■ What is required ■
Put the lines below into a JSON list of strings, one string per line and no blank lines. Leave the pictures out of the list.

■ The data ■
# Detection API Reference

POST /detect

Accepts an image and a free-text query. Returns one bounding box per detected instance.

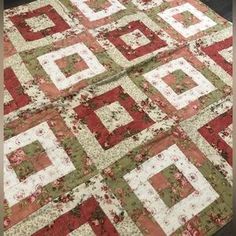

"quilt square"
[4,0,83,52]
[190,27,233,86]
[62,0,137,29]
[74,86,155,150]
[68,0,125,21]
[181,97,233,183]
[3,32,17,59]
[10,5,70,41]
[107,21,167,61]
[21,32,120,100]
[124,145,219,235]
[103,132,232,235]
[158,3,216,38]
[4,107,96,228]
[6,175,140,236]
[198,109,233,166]
[145,0,230,44]
[91,12,176,68]
[4,123,75,207]
[132,0,164,11]
[4,67,31,115]
[59,76,174,169]
[4,54,49,121]
[129,48,231,121]
[144,58,216,110]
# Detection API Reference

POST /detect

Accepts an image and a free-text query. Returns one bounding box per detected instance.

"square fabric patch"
[144,57,216,110]
[129,48,231,121]
[7,175,140,236]
[132,0,164,10]
[124,145,219,235]
[103,133,232,235]
[21,33,120,100]
[4,108,96,227]
[145,0,231,44]
[58,76,174,169]
[4,0,83,52]
[61,0,137,29]
[4,54,49,121]
[4,123,75,207]
[91,12,175,68]
[158,3,216,38]
[70,0,125,21]
[181,97,233,183]
[190,27,233,86]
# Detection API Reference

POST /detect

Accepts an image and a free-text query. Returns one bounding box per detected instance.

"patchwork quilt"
[4,0,233,236]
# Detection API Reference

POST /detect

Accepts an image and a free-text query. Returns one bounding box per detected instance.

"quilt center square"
[74,86,155,150]
[25,14,55,32]
[95,101,133,133]
[106,20,167,61]
[121,29,151,50]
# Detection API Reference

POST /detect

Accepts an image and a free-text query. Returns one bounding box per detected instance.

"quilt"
[4,0,233,236]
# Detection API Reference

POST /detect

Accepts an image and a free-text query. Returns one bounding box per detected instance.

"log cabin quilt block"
[3,0,233,236]
[21,32,122,100]
[126,47,232,121]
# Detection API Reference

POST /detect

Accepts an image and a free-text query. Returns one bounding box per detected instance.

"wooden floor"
[4,0,233,236]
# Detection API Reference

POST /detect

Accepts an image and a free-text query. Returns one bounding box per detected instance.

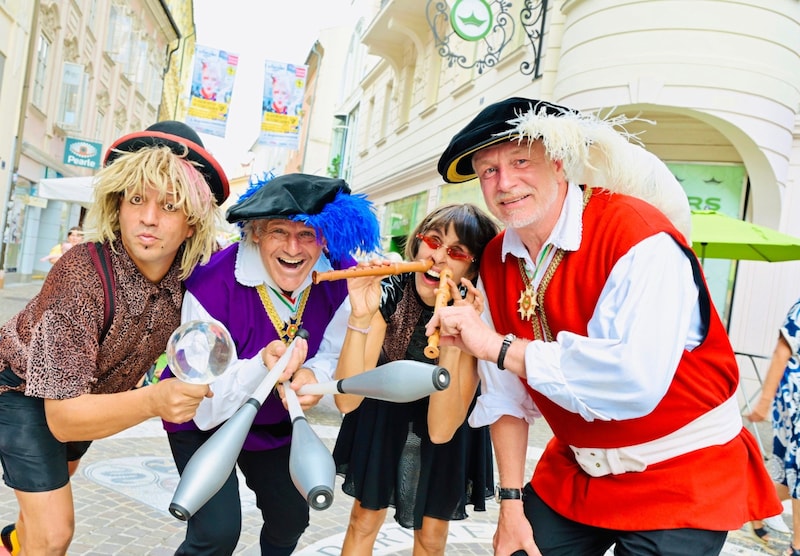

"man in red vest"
[428,98,782,556]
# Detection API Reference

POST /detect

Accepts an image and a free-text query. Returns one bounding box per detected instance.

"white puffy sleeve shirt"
[470,184,704,427]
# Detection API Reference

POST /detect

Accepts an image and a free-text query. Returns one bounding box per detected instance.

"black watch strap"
[494,486,522,503]
[497,334,517,371]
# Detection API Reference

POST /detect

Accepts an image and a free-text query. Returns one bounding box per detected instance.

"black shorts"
[0,369,91,492]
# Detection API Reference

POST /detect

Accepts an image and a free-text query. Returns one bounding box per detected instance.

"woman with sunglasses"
[333,204,498,556]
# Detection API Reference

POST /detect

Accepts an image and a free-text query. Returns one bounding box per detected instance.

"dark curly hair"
[405,203,500,280]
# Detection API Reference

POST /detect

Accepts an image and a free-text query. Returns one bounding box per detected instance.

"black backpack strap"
[87,242,117,343]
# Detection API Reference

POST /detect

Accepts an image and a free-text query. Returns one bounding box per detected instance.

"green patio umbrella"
[692,210,800,262]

■ Exercise response ■
[
  "# Detection API Reference",
  "POST /detect",
  "Accepts an image and a free-text query. Returns one bounding box per detected instance.",
  "\"quilt square\"",
  "[4,0,83,52]",
  "[190,27,233,86]",
  "[62,0,137,29]",
  "[74,86,155,150]",
  "[68,0,125,21]",
  "[181,97,233,183]",
  "[3,32,17,59]",
  "[10,5,70,41]",
  "[107,21,167,61]",
  "[21,32,120,100]",
  "[124,145,219,235]",
  "[103,132,232,235]",
  "[158,3,216,38]",
  "[4,107,96,228]",
  "[6,175,140,236]",
  "[198,109,233,166]",
  "[145,0,230,44]",
  "[91,12,176,68]",
  "[4,123,75,207]",
  "[132,0,164,11]",
  "[4,67,31,115]",
  "[59,76,174,169]",
  "[4,54,49,121]",
  "[129,48,231,121]",
  "[144,58,216,110]",
  "# Detection API Reference",
  "POST /detect",
  "Accepts an image and a free-text query. Returns one bounding box per detected instance.",
  "\"square fabric patch\"",
  "[144,57,216,110]",
  "[129,48,231,121]",
  "[7,175,140,236]",
  "[132,0,164,10]",
  "[124,145,219,235]",
  "[103,133,232,235]",
  "[21,33,120,100]",
  "[4,108,96,227]",
  "[145,0,231,44]",
  "[58,76,174,169]",
  "[4,0,83,52]",
  "[61,0,137,29]",
  "[4,54,49,121]",
  "[4,123,75,207]",
  "[91,12,175,68]",
  "[158,3,216,38]",
  "[70,0,125,21]",
  "[181,97,233,183]",
  "[190,27,233,86]",
  "# Detection API Reference",
  "POST /detect",
  "Accepts an image and a free-text query. Returns one bounding box per detected instance.",
  "\"patchwork quilt\"",
  "[4,0,233,236]",
  "# Detection API Reference",
  "POST /detect",
  "Accepts an image and a free-text query. Returns one bounding box per detected instance.",
  "\"quilt center square\"",
  "[74,86,155,150]",
  "[25,14,55,32]",
  "[95,101,133,133]",
  "[106,20,167,61]",
  "[121,29,151,50]",
  "# Detection API Reference",
  "POST /detect",
  "Accepts an image and a free-text query. Returns one bounding box per detected instance.",
  "\"quilt\"",
  "[4,0,233,236]",
  "# Detection API Reference",
  "POST /detect",
  "Accepts an image and a free-text query. Returns one bounding box per detected instance.",
  "\"log cabin quilt block\"",
  "[3,0,233,236]",
  "[21,32,122,100]",
  "[126,47,232,121]",
  "# Detection API Reference",
  "POST /detect",
  "Accepts an image and a free-text query. Returns one bounding box per detected instance.",
  "\"wooden floor\"",
  "[4,0,233,236]",
  "# Detection API Reference",
  "POST /detect",
  "Accepts an image and a free-text query. Returns one bounding box per detected instance.",
  "\"man in red vest\"",
  "[428,98,782,556]",
  "# Detection API Reference",
  "POST /detect",
  "Accepts an image and a free-text query. Returns one bounding box per detected instance.",
  "\"white puffy sleeve shirt\"",
  "[470,184,704,427]",
  "# Detection API Reference",
  "POST /detect",
  "Accepts an image and a free-text query. Returns one bounding box per detected instance.",
  "\"black watch strap\"",
  "[494,486,522,503]",
  "[497,334,517,371]",
  "# Detection API Reference",
  "POST /detect",
  "Accepts an image and a free-text query. Returns one bounding box per detected instance.",
  "\"black shorts\"",
  "[0,369,91,492]",
  "# Detection API Reference",
  "POST /detect",
  "Accepts an image and a free-text query. Returns one bounding box per detected instance.",
  "\"woman with sunglasses\"",
  "[333,204,498,556]",
  "# Detection API Reference",
  "POST /detect",
  "Accepts an image and a free-text query. Returns one bounding box per detected instance.",
  "\"dark curly hair\"",
  "[405,203,500,280]",
  "# Detection API Reference",
  "POST /detect",
  "Accepts an image and a free-text query. Returns one bounding box per detected instance.",
  "\"black backpack strap\"",
  "[87,242,117,343]",
  "# Detection API Reference",
  "POST /detect",
  "Accepts an image and a free-text query. Returns one bounding box per detected instance.",
  "\"green patio umbrella\"",
  "[692,210,800,262]"
]